** GIVEN EXERCISE A **
Turn the entries, from the line containing "the green and" through the end of the entries, into a JSON list of strings, one string per line, leaving out blank lines.

** PAGE **
____

Gladys Liu and the danger of being everything to everyone

14 September 2019

11:20 AM

14 September 2019

11:20 AM

I don’t know Gladys Liu from a bar of soap, so I have no idea whether she has any compromising relationship with the Chinese communist authorities and their numerous overseas tentacles – or indeed whether such concerns predate the recent eruption of controversy around the Liberal member for Chisholm:

Senior Liberals say they were told the intelligence community warned the party against preselecting Gladys Liu for the seat of Chisholm before this year’s federal election.

Two state Liberal MPs and a former senior staffer have confirmed to the Herald Sun they were told in 2018 that “men in grey suits” had warned a senior party official there were concerns about Ms Liu’s links to the Chinese Communist Party and that it would not be wise for the Liberal Party to preselect her.

The Hong Kong-born MP yesterday said she should have chosen her words “better” in a trainwreck television interview, but hit out at “deeply offensive” questions about her loyalty to Australia.

Labor called on Prime Minister Scott Morrison to assure voters Ms Liu was a “fit and proper” person to be in parliament after a string of revelations about her links to groups infamous for pushing pro-Beijing propaganda.

____

** INFORMATION SUPPLIED **

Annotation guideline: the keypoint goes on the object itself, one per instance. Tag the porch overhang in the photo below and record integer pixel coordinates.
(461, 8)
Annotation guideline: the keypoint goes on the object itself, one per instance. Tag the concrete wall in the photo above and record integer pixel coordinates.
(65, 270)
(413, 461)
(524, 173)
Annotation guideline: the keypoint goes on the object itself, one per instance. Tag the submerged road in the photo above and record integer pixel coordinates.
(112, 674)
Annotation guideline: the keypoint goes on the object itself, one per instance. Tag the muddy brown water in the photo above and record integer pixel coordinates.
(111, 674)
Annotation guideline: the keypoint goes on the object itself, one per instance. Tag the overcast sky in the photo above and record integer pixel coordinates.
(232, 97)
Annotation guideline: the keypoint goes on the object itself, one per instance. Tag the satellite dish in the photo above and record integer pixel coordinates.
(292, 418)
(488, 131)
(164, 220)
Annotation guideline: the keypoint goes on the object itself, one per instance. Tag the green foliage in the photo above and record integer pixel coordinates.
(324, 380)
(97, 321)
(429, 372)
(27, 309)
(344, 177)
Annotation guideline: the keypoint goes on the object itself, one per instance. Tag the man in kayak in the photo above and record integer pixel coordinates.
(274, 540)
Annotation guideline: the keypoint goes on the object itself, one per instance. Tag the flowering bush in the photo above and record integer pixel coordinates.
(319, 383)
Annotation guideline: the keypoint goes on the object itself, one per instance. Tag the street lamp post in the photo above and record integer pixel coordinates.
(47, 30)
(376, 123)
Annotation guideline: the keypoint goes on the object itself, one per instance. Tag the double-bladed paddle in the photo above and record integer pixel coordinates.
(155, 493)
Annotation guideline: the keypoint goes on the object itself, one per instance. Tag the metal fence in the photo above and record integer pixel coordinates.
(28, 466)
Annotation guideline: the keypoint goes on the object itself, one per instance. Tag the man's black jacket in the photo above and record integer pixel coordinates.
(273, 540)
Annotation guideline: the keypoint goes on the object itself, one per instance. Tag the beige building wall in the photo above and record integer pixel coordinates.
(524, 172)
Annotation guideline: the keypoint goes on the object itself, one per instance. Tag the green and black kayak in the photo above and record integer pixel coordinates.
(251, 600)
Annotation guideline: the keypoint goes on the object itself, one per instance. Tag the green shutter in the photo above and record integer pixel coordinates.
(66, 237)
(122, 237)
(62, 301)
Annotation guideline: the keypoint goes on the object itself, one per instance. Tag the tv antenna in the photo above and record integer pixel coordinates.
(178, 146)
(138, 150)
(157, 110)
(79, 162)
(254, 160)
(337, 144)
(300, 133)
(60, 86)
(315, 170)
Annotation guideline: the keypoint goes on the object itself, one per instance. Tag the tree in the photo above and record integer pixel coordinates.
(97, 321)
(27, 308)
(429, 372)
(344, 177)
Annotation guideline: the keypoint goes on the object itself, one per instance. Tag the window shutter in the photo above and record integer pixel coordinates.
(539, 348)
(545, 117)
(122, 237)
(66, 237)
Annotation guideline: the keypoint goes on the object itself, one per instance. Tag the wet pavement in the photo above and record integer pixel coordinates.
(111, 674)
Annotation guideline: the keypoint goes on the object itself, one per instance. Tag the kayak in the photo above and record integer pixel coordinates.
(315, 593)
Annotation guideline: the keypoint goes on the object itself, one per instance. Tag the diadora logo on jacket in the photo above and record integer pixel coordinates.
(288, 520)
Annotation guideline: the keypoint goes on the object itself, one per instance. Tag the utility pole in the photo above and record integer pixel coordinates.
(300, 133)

____

** GIVEN EXERCISE B **
List every phrase that the piece on Gladys Liu puts in quotation marks.

** TASK OUTPUT A **
[
  "Annotation guideline: the keypoint goes on the object itself, one per instance. Tag the green and black kayak in the photo above and record integer pixel coordinates.",
  "(251, 600)",
  "Annotation guideline: the keypoint goes on the object itself, one per instance. Tag the green shutter in the photo above and record integer pixel coordinates.",
  "(66, 237)",
  "(122, 237)",
  "(62, 301)",
  "Annotation guideline: the keypoint goes on the object itself, one per instance. Tag the tv antenna in the photo above and record integer pixel coordinates.",
  "(178, 146)",
  "(138, 150)",
  "(157, 110)",
  "(79, 162)",
  "(254, 160)",
  "(337, 144)",
  "(300, 133)",
  "(60, 86)",
  "(315, 170)",
  "Annotation guideline: the keypoint goes on the object itself, one per instance. Tag the tree in the photo above and record integer pixel coordinates.",
  "(97, 321)",
  "(27, 308)",
  "(429, 372)",
  "(344, 177)",
  "Annotation guideline: the keypoint goes on the object itself, one per instance. Tag the window shutter in the photo above and record integer pixel coordinates.",
  "(539, 348)",
  "(545, 117)",
  "(122, 237)",
  "(66, 237)",
  "Annotation guideline: the keypoint goes on the object itself, one per instance. Tag the wet pavement in the photo above and record integer pixel coordinates.",
  "(111, 674)",
  "Annotation guideline: the keypoint goes on the object itself, one per instance. Tag the kayak in the photo above and record integer pixel coordinates.",
  "(315, 593)",
  "Annotation guideline: the keypoint goes on the object itself, one per instance. Tag the diadora logo on jacket in the photo above and record integer pixel coordinates.",
  "(288, 520)",
  "Annotation guideline: the keypoint goes on the object itself, one per instance. Tag the utility pole in the photo above and record integer pixel coordinates.",
  "(300, 133)"
]

** TASK OUTPUT B **
- men in grey suits
- better
- deeply offensive
- fit and proper